_Exercise materials_.
◆ ◆ ◆
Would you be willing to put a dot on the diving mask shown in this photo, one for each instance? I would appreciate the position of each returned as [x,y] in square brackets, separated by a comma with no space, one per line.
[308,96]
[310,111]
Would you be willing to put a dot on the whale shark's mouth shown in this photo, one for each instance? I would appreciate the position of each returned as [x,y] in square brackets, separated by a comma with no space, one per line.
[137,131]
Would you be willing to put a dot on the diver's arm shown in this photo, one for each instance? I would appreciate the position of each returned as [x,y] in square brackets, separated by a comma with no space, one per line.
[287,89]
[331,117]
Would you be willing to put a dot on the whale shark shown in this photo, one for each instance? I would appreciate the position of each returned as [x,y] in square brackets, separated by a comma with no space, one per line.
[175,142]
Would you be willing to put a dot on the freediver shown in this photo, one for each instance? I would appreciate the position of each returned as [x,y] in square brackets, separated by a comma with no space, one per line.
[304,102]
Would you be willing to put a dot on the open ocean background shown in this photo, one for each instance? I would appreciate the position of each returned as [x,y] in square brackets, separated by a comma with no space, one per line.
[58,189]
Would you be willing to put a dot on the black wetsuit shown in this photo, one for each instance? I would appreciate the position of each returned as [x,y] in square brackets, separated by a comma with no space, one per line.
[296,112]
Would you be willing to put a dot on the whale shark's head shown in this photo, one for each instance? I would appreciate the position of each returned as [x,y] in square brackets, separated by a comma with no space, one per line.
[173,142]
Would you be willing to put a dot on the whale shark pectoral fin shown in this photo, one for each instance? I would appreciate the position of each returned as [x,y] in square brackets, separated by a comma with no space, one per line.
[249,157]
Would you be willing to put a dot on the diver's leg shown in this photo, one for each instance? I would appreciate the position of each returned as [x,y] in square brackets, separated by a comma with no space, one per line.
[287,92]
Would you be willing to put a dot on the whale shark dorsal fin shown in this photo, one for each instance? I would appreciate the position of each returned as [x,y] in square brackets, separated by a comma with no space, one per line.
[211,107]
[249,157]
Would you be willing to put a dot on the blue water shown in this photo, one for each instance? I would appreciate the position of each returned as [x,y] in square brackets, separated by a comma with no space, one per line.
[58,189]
◆ ◆ ◆
_Your assignment_.
Look above for the line containing "Would you be willing to put a dot on the blue". From there to the final line of the entries, repeat every line exactly.

_Result of this task_.
Would you be willing to put a dot on the blue water shown in this photo, one for each instance? I would appreciate the position of each returned as [x,y] in square brackets, separated by a comma with no space, one per line.
[58,189]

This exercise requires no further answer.